WHAT THE TASK REQUIRES
Can you give the effective sample size thread again from "Whether the effective sample size in" to "want to answer.", swapping "Markov chain Monte Carlo" for "MCMC"?

QUOTED PASSAGE
Content starts

I’m running 4 chains with warmup = 8000
and iter=10000
which I presume means each chain is running that number of warmup and iterations. I’ll give that utility script a look. Thanks for any additional info.
My model has a varying intercept in addition to the CAR term. I’ve tried running it with the varying intercept included in the convolved_re
term and with it maintained in the actual model with an additional random effect (theta
) included in the convolved_re
term. Perhaps that is causing my problem?
Thanks for your help!
Just ran the utility script for check_n_eff
and returned:
[1] “n_eff / iter looks reasonable for all parameters”
so I guess I’m good. I’ll need to read a bit more to understand why I’m good, but at least it seems safe to proceed. Thanks for your help!
The check_n_eff
function simply checks to see if you can trust the effective sample size estimator, not whether the effective sample size is sufficient in your particular application. In practice we have to estimate effective sample size from the empirical autocorrelation in the samples, and if the autocorrelations are too large the estimator can be biased high and strongly overestimate the true effective sample size.
Whether the effective sample size in your chains is sufficient depends on the details of your application. In ideal circumstances (where you don’t see any divergences or E-FMI warnings, see the other functions in stan_utility.R
) the effective sample size controls how accurate your Markov chain Monte Carlo estimators are – more effective samples, more precise estimators. How much precision you need depends on the questions you want to answer.
The case study at https://betanalpha.github.io/assets/case_studies/rstan_workflow.html more carefully goes through these definitions. See also https://arxiv.org/abs/1701.02434, Section 2 for a more elaborate discussion.
Thanks @betanalpha. The other utility checks don’t report any additional pathologies. For my application rho
and phi
are not actually the parameters of interest (I’m interested in the beta
values after conditioning on the potential for spatial dependence in the data). Which leads me back to trying to understand what “sufficient” means in this context:
Am I to assume that estimates for rho
and phi
are sufficient if the model appears to be mixing and free of other pathologies given that my interest is in the beta
estimates conditional on the existence of spatial structure? The mean’s and sd’s for the beta
parameters seem reasonable given previous iterations of the model without spatial structure. Or am I missing some key element that determines “sufficiency”?
Thanks to both you and @mitzimorris for your help on this.
No other pathologies is great, so we can focus on effective sample size.
The worry in a model like this is that the latent parameters \rho and \sigma freeze and you end up sampling from the conditional distribution \pi(\theta \mid y, \rho, \sigma) instead of the joint distribution \pi(\theta, \rho, \sigma | y). But given all of the diagnostic information that doesn’t seem to be the case.
If you case about the \beta then what you have to figure out is how accurately do you need to know the mean of each \beta? Remember that MCMC only estimates that mean, and the error in the estimate depends on the effective sample size. In RStan
you see this as the mcse
, the second column when you call print(fit)
. If the mcse
is small enough for your inferences then great, you’re done. If it’s not precise enough you’ll have to run longer or try to implement your model in a way that samples the latent parameters more efficiently (not that a superior implementation necessarily exists).
In particular, the threshold for “precise enough” depends on your application. We can’t tell you what is sufficient, you have to figure that out within the context of your domain expertise. That said, as a rule of thumb O(100) effective samples is typically sufficient for most applications.
That should run 8000 warmup iterations and 2000 sampling iterations.

Content ends

Referring expression pointing data
Content starts

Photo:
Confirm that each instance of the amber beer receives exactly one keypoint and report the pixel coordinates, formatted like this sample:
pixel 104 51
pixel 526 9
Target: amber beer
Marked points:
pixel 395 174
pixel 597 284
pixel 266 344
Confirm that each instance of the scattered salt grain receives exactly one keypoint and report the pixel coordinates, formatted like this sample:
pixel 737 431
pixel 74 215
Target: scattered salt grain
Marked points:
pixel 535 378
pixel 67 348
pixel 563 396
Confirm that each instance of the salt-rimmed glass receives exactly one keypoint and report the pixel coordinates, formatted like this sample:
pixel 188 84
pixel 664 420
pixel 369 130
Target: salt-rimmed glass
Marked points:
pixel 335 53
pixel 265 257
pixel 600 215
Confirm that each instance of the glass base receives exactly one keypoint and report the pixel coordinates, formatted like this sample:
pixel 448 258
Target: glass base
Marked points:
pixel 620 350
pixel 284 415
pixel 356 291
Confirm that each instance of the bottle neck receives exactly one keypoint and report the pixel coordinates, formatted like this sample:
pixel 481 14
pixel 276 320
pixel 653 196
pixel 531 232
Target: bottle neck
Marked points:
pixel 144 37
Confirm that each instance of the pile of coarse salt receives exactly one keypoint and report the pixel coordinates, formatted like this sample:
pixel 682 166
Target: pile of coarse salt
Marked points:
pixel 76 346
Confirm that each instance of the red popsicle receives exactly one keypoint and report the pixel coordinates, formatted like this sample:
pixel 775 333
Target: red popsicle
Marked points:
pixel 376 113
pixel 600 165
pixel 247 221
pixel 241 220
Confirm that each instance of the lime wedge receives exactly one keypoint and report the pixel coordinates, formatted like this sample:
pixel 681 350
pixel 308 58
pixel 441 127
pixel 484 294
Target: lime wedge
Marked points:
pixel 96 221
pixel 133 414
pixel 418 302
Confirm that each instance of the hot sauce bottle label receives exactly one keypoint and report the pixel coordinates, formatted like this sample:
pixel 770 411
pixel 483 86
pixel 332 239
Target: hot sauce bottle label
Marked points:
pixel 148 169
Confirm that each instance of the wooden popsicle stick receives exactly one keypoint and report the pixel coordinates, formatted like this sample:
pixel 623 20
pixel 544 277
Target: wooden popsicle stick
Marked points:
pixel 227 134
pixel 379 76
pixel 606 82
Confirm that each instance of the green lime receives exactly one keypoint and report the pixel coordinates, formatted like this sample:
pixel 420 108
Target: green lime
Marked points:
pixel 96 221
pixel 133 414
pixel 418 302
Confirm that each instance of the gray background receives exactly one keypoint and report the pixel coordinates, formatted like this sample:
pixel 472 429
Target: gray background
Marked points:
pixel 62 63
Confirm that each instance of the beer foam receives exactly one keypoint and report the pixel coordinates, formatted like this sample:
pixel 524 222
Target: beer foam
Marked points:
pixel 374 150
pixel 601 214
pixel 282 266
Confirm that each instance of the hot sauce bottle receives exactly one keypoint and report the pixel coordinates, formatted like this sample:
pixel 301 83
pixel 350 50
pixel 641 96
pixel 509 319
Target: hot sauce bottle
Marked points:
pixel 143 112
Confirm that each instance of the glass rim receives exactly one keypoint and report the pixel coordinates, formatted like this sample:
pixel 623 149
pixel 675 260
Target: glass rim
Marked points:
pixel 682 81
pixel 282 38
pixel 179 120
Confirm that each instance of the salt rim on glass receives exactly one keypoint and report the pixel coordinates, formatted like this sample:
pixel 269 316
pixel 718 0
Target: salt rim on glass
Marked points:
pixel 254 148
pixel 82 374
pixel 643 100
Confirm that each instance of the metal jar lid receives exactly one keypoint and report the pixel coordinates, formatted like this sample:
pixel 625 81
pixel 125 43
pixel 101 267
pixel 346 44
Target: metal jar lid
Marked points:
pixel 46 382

Content ends

ANSWER SECTION
Whether the effective sample size in your chains is sufficient depends on the details of your application. In ideal circumstances (where you don’t see any divergences or E-FMI warnings, see the other functions in stan_utility.R
) the effective sample size controls how accurate your MCMC estimators are – more effective samples, more precise estimators. How much precision you need depends on the questions you want to answer.